## Challenge
Please retype the data below word for word, leaving out the pictures.

## Entries for labeling object positions
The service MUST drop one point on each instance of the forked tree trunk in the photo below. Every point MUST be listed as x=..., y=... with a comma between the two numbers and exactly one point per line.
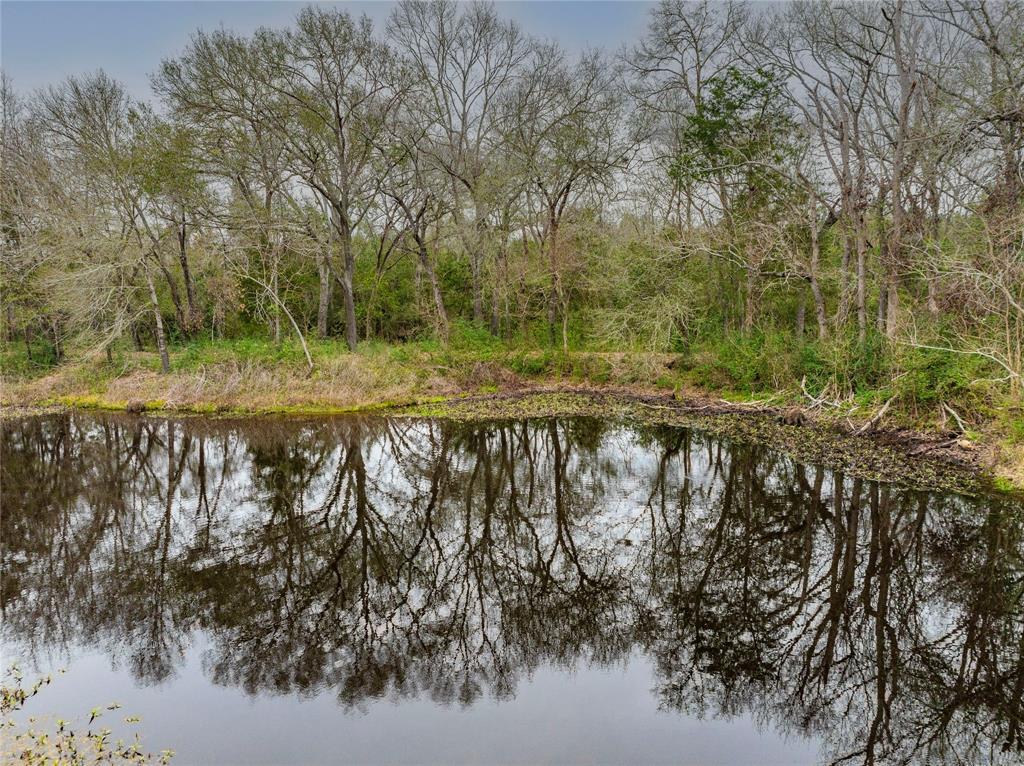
x=165, y=362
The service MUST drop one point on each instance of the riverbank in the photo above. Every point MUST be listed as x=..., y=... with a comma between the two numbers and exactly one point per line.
x=872, y=440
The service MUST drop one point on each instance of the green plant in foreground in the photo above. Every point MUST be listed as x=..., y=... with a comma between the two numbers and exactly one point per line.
x=61, y=742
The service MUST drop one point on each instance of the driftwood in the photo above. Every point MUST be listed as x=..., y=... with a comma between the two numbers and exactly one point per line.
x=869, y=425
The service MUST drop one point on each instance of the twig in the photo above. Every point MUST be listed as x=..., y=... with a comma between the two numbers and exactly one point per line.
x=955, y=416
x=878, y=416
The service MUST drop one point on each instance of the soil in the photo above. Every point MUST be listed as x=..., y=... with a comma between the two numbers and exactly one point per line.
x=932, y=461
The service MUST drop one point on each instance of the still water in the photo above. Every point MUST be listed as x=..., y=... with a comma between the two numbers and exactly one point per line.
x=395, y=591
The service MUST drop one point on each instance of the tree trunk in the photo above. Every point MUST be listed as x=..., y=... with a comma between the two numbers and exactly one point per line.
x=861, y=280
x=326, y=286
x=194, y=318
x=165, y=362
x=435, y=288
x=347, y=280
x=554, y=298
x=820, y=313
x=751, y=299
x=324, y=305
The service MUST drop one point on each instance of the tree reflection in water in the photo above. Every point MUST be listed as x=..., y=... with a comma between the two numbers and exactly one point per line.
x=403, y=557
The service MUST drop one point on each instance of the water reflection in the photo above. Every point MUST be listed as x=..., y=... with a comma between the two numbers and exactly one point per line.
x=369, y=557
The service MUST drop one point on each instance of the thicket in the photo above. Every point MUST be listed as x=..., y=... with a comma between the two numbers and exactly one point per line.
x=816, y=197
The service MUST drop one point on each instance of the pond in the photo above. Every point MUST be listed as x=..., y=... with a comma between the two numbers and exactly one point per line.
x=399, y=591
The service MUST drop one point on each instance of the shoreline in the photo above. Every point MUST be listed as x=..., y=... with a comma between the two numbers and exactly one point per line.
x=907, y=457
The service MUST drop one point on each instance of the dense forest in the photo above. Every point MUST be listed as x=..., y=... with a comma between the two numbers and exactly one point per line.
x=820, y=192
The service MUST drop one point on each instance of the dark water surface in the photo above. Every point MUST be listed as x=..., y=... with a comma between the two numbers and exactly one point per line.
x=552, y=591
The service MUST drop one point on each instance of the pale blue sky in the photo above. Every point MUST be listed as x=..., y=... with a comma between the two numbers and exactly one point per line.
x=43, y=42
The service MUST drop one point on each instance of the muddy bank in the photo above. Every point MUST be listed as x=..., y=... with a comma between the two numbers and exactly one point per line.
x=911, y=459
x=927, y=461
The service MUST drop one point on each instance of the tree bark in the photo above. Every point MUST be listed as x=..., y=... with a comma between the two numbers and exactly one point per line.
x=194, y=318
x=165, y=362
x=347, y=280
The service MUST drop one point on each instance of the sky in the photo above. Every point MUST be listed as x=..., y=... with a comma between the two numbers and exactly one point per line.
x=43, y=42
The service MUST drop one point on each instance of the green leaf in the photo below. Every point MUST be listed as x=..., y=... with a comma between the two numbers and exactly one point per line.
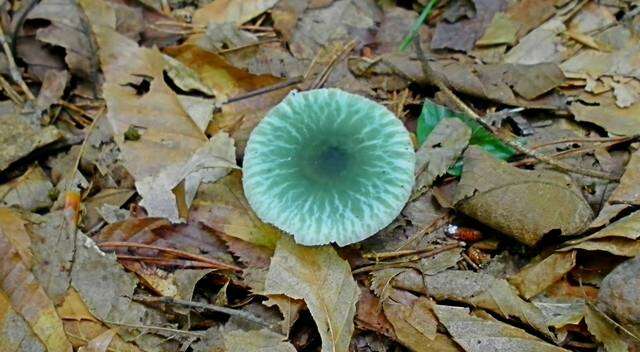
x=433, y=113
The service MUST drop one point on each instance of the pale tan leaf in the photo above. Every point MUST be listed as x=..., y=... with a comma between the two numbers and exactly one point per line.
x=323, y=279
x=536, y=277
x=478, y=335
x=256, y=341
x=238, y=12
x=28, y=299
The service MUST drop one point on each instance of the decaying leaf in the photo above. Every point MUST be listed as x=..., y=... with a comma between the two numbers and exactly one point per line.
x=173, y=155
x=223, y=207
x=475, y=334
x=238, y=12
x=320, y=277
x=256, y=341
x=536, y=277
x=29, y=191
x=20, y=293
x=476, y=289
x=440, y=151
x=619, y=238
x=523, y=204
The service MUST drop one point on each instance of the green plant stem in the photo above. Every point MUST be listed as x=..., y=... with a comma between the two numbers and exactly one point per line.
x=426, y=11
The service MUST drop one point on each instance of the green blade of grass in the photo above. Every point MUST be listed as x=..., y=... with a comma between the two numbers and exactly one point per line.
x=416, y=26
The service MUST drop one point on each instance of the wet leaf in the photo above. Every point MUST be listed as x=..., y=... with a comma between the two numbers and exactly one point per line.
x=475, y=334
x=320, y=277
x=522, y=204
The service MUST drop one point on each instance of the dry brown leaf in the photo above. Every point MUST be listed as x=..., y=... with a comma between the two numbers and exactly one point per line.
x=256, y=341
x=223, y=207
x=29, y=191
x=323, y=279
x=475, y=334
x=619, y=238
x=238, y=12
x=172, y=156
x=523, y=204
x=628, y=191
x=536, y=277
x=21, y=292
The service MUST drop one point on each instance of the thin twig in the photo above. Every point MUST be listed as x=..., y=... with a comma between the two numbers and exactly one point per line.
x=13, y=69
x=386, y=265
x=159, y=328
x=507, y=139
x=265, y=90
x=204, y=306
x=176, y=252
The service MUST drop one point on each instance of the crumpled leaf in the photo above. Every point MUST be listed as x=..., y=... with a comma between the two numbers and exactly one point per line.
x=172, y=156
x=536, y=277
x=462, y=35
x=476, y=289
x=619, y=294
x=432, y=114
x=323, y=279
x=522, y=204
x=440, y=151
x=628, y=191
x=82, y=326
x=619, y=238
x=256, y=341
x=604, y=330
x=21, y=293
x=410, y=331
x=29, y=191
x=223, y=207
x=15, y=333
x=475, y=334
x=20, y=136
x=71, y=30
x=602, y=110
x=238, y=12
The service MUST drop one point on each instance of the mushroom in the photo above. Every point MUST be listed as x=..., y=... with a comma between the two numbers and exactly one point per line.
x=328, y=166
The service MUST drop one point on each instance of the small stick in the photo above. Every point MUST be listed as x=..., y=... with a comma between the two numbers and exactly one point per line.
x=431, y=76
x=175, y=252
x=265, y=90
x=159, y=328
x=204, y=306
x=13, y=69
x=431, y=253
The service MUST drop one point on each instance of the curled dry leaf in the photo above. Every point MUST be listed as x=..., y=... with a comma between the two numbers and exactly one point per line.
x=323, y=280
x=619, y=238
x=476, y=334
x=21, y=295
x=522, y=204
x=172, y=156
x=536, y=277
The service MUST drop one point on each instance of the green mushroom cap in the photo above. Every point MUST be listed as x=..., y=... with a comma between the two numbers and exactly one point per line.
x=328, y=166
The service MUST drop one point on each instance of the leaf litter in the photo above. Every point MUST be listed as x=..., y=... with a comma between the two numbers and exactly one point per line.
x=124, y=225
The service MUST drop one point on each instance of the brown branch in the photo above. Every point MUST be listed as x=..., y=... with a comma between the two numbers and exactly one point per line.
x=509, y=139
x=13, y=69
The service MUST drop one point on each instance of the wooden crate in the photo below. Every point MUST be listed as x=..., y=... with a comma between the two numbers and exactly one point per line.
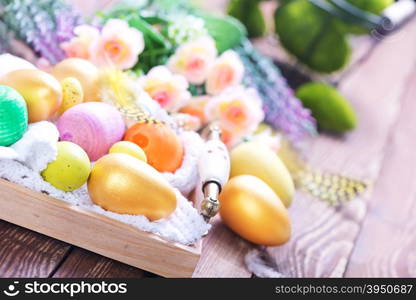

## The completed task
The service MUST drop one point on each instance of the forked tree trunk in the photo below. Every point MUST be listed as x=..., y=... with a comma between the two numbers and exactly one point per line.
x=165, y=362
The service MUST drop one point on each instance of the riverbank in the photo above. Every point MUST be listed as x=..., y=... with a comma between the two numbers and exactly one point per line.
x=872, y=440
The service MUST drop one point on each instance of the green plant in foreground in the photo above. Every point MUST be listed as x=..., y=... with a comma between the two numbers and exactly one point per line.
x=61, y=742
The service MUST drop one point on each instance of the driftwood in the photo above. Every point MUST be listed as x=..., y=... with a comma between the two numbers and exactly one point per line.
x=869, y=425
The service MUST drop one point on each instance of the twig in the photo above. Every point MUST be listed as x=..., y=... with a comma between the two numbers and exactly one point per line.
x=955, y=416
x=878, y=416
The service MUST drop one point on each instance of the soil in the photo above. Every point MUST be listed as x=..., y=... with a comma between the two numbers and exactly one point per line.
x=932, y=461
The service MUST drop one point on each instance of the still water in the photo above. Every point MUST be listed as x=..., y=... with a comma between the two numbers and exactly one point per line.
x=395, y=591
The service MUST drop one point on each instance of the tree trunk in the photo above. Every point MUST be listed as x=..., y=... with a comma between the two numbers and exactly one point per line.
x=861, y=280
x=326, y=286
x=194, y=318
x=165, y=362
x=435, y=288
x=347, y=280
x=554, y=298
x=820, y=313
x=751, y=299
x=324, y=305
The service MUST drop one point on each instance of the tree reflection in water in the photo above. Every point MUST be listed as x=..., y=... with a comma between the two numbers and exactly one point per line.
x=403, y=557
The service MUST drop one point on each instance of the water reflection in the photo above. Every point MUST be listed as x=..., y=... with a comma between the two numbers and exactly one point per line.
x=369, y=557
The service MUST drop one point on each instance of the thicket in the photo above. Every point MUST be listed as x=..., y=... with a comma between the two numbers and exactly one point per line.
x=816, y=197
The service MUST drop one point on each instance of the pond in the photo above. Every point MUST be listed as x=..., y=... with a comma between the two numbers and exactly one point per line.
x=399, y=591
The service MUST drop one point on each instance of the shoreline in the photo above. Every point MUST be listed as x=..., y=... with a comma between the two numbers and exactly one point per line.
x=907, y=457
The service MUST drop one point on each instance of the dense forest in the photo above. Every point MUST be listed as x=..., y=... with a comma between the two numbers and exactly one point per line.
x=820, y=192
The service MUST drop one point on each instance of the dark water surface in the photo above. Every point MUST be listed as x=..., y=... with a comma between the two numbers and exactly one point per line.
x=552, y=591
The service MUST drop one point on each instance of the pale blue sky in the photo above. Every point MUST be listed as x=..., y=... with a comma between the two numbers and exactly one point per line.
x=43, y=42
The service MUST drop one point on each instance of the muddy bank in the photo above. Every point MUST be listed as x=..., y=... with a comma between the two numbers and exactly one point per line.
x=911, y=459
x=927, y=461
The service MUST drop one point on each instance of the tree bark in the photo above. Every point MUST be listed as x=..., y=... with a comma between the two numbers and exactly one point per line.
x=194, y=318
x=165, y=362
x=347, y=280
The service MUST drop one point on each instance of the sky in the photo above. Every point MUST be listed as x=..., y=... with a comma between the two numbers and exactly one point per line.
x=43, y=42
The service MUST drop one point on each instance of the green leaf in the photo below. Every point MUST be listed as x=..., y=... with a comma between the two numbers and exactly one point per line.
x=433, y=113
The service MUST drop one point on each instance of the pale tan leaf in the photo above. Every point MUST be listed as x=..., y=... with a comma between the two numbers and exactly one point per line.
x=323, y=279
x=536, y=277
x=478, y=335
x=256, y=341
x=238, y=12
x=28, y=299
The service MUST drop one point on each instance of the decaying leaf in the photo above. Every point MUST be listed as x=..., y=... with a comma between the two numbers and exactly one point per line.
x=173, y=155
x=223, y=207
x=475, y=334
x=238, y=12
x=320, y=277
x=256, y=341
x=536, y=277
x=29, y=191
x=20, y=293
x=476, y=289
x=440, y=151
x=619, y=238
x=523, y=204
The service MUST drop one point on each instance of the green plant stem in the photo above. Every point MUST be listed as x=..., y=... with a comma between the two numbers and exactly one point per line.
x=426, y=11
The service MUST drop one point on each instance of the green blade of grass in the photo above. Every point MUST be listed as x=..., y=... with a comma between the two numbers and exactly one point per line.
x=416, y=26
The service MUST drop one point on each instance of the wet leaf in the photo above. Every point MUST be listed as x=..., y=... with a comma between the two numbers and exactly one point per line.
x=475, y=334
x=320, y=277
x=522, y=204
The service MUST drop one point on each instance of the dry brown leaf in the photo above. Every point MUST be listed as x=..., y=... with a comma between the two numbers and exactly one point per line.
x=256, y=341
x=223, y=207
x=29, y=191
x=323, y=279
x=475, y=334
x=619, y=238
x=238, y=12
x=172, y=156
x=523, y=204
x=628, y=191
x=536, y=277
x=21, y=292
The service MUST drop one point on each instance of the thin twig in the photo above. Every point MUST be listed as x=..., y=... with a comma between the two numbers and exactly one point per line.
x=13, y=69
x=386, y=265
x=159, y=328
x=507, y=139
x=265, y=90
x=204, y=306
x=176, y=252
The service MUST drop one point on each instance of the crumpled leaf in the photo above. Every point MUST be listed as x=..., y=... with a comma between the two numbers and exactly one point per line.
x=172, y=156
x=536, y=277
x=462, y=35
x=476, y=289
x=619, y=294
x=432, y=114
x=323, y=279
x=522, y=204
x=440, y=151
x=628, y=191
x=82, y=326
x=619, y=238
x=256, y=341
x=604, y=330
x=21, y=293
x=410, y=331
x=29, y=191
x=223, y=207
x=15, y=333
x=475, y=334
x=20, y=136
x=71, y=30
x=602, y=110
x=238, y=12
The service MUST drop one point on each instance of the mushroom in the photo above. Every point MUST be listed as x=..., y=... with a comma between the two numbers and exactly one point per line.
x=328, y=166
The service MUST drop one point on each instance of the small stick in the photo above. Every point MUST be listed as x=..., y=... with a comma between the two numbers and exactly one point per line.
x=431, y=76
x=175, y=252
x=265, y=90
x=159, y=328
x=204, y=306
x=13, y=69
x=431, y=253
The service MUST drop one point on each instance of the curled dry leaf in the photo above. Every point MUST be listed as x=..., y=... with a comma between the two numbers and exactly one point per line.
x=323, y=280
x=619, y=238
x=476, y=334
x=21, y=295
x=522, y=204
x=172, y=156
x=536, y=277
The service MUST drop one point on each instance of the green mushroom cap in the photo above. Every point MUST be listed as x=..., y=... with a comma between the two numbers and exactly one point per line.
x=328, y=166
The service MUST drop one point on each instance of the leaf litter in the photo above. Every point MUST be listed as x=..., y=... with a comma between the two numbers and exactly one point per line.
x=124, y=225
The service MUST drop one point on each instance of the brown branch in the photo above. Every point MUST be listed as x=..., y=... with a comma between the two numbers and exactly one point per line.
x=509, y=139
x=13, y=69
The service MUST drop one point on each instance of the wooden crate in the photo below. Every point MUST be listed as x=..., y=... with a comma between the two numbers and exactly one point per line.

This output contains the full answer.